- [WHAT THE EXERCISE ASKS] Substitute "Locate" for every "Map" in the items below, and reproduce them otherwise unchanged.
────
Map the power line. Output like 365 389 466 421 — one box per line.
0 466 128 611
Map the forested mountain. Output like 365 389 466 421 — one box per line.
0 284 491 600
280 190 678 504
────
- [TASK OUTPUT]
Locate the power line. Output like 365 389 466 421 — one box per line.
0 466 128 611
Locate the forested mountain. Output like 365 389 466 421 — one box per line.
0 284 491 600
280 190 678 504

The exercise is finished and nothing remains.